### Text under study

+++

Works With Local Models (Ollama)

Register Ollama models at $0.00 cost. The router sends trivial/simple work to local models and reserves cloud APIs for tasks that need them.

router = AdaptiveRouter("./routing_data")

router.register_model(ModelConfig(
    name="qwen3-8b-local",       # Ollama — $0/request
    tier_range=("trivial", "simple"),
    cost_per_1k_input=0.0,
    cost_per_1k_output=0.0,
))
router.register_model(ModelConfig(
    name="claude-sonnet-4",      # Cloud — moderate/complex
    tier_range=("simple", "complex"),
    cost_per_1k_input=0.003,
    cost_per_1k_output=0.015,
))

40% of typical requests route to local models ($0.00). At 1,000 requests/day, that's ~$10.80/day vs ~$18.00/day all-Sonnet.

The router doesn't call models — it tells you which one to use. Wire it to Ollama's API, LiteLLM, or any client you prefer.

Semantic Classification

TF-IDF with cosine similarity across ~50 labeled examples, not keyword matching.

Why not embeddings? Embeddings would be more accurate but require either an API call (defeats offline goal) or a model file (~100MB+). TF-IDF gets 80% of the benefit with zero dependencies.

Tiers

Tier	Description	Examples
trivial	One-line answers, lookups	"What is 2+2?", "Define photosynthesis"
simple	Short tasks, basic code	"Reverse a string", "Explain TCP vs UDP"
moderate	Multi-step implementation	"Build a REST API with auth", "Write a caching layer"
complex	Architecture, multi-system	"Design microservices for e-commerce", "Build a custom ORM"
expert	Full system design	"Architect a globally distributed database", "Design HFT platform"

Storage Format

routing_data/
├── routing_examples.json    # Labeled examples (seed + learned)
├── routing_model.json       # TF-IDF model (IDF weights, vocab)
├── routing_decisions.json   # Decision history for outcome learning
├── model_profiles.json      # Per-model per-tier quality scores
└── router_config.json       # Model registry and settings

All plain JSON. Inspect or edit with any text editor.

Architecture

AdaptiveRouter (v2/v3)
├── SemanticClassifier
│   └── TFIDFVectorizer     — Term weighting + cosine similarity
├── QualityTracker
│   ├── RoutingDecision     — Decision + outcome records
│   └── ModelProfiles       — Per-model per-tier quality scores
├── ContextAdjuster         — Iteration, conversation, expertise signals
├── FallbackChain           — Ordered model escalation
└── ABTester                — Validation routing (configurable %)

Router (v1/v3 with SLA)
├── TaskClassifier          — Keyword-based + structural classification
├── ModelRegistry           — Model capabilities and cost data
├── CostTracker             — Usage records, savings analysis
├── SLAMonitor              — Budget alerts, latency enforcement
└── ConfidenceRouter        — Score-weighted routing decisions

What It Doesn't Do

Not a proxy — doesn't forward requests to models. It tells you which model to use.

+++

### The data
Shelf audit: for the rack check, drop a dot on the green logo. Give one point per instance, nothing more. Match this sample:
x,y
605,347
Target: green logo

+++

### Task
Continue the documentation for the model router, picking up after its last sentence.

### Answer to this task
Not semantic search — no embeddings, no vector DB. Uses TF-IDF (bag-of-words with term weighting).
Not real-time market data — doesn't track live model pricing or availability.
Classification is statistical, not perfect — edge cases exist. Use teach() to correct them.
Quality tracking requires your feedback — call report_outcome() after using the model, or the router can't learn.

Legacy API

The v1 keyword-based router is still available and fully supported:

from antaris_router import Router  # v1 API (now with v3 SLA features)
router = Router(config_path="./config")
decision = router.route("What's 2+2?")

We recommend AdaptiveRouter for new code. Migrate when you're ready — there's no rush.

Running Tests

git clone https://github.com/Antaris-Analytics/antaris-router.git
cd antaris-router
pip install pytest
python -m pytest tests/ -v

All 194 tests pass with zero external dependencies (pytest is the only test runner needed).

Why Not OpenRouter / LiteLLM?

OpenRouter and LiteLLM are API proxies — they forward requests, handle billing, and rate limit. Antaris Router is a classification library — it tells you which model to use, not how to call it. Zero dependencies, no API keys, fully offline. Use both together if you want: Antaris Router decides, LiteLLM sends.

	Antaris Router	OpenRouter	LiteLLM	RouteLLM
Classification	TF-IDF semantic	API proxy	API proxy	Embeddings
Outcome learning	✅	❌	❌	✅
SLA enforcement	✅	❌	❌	❌
Offline	✅	❌	❌	❌
A/B testing	✅ Built-in	❌	❌	❌
Context-aware	✅	❌	❌	❌
Fallback chains	✅	✅	✅	❌
Zero dependencies	✅	❌	❌	❌
Infrastructure	None	Cloud	Cloud	GPU/API

Part of the Antaris Analytics Suite

antaris-memory — Persistent memory for AI agents
antaris-router — Adaptive model routing with SLA enforcement (this package)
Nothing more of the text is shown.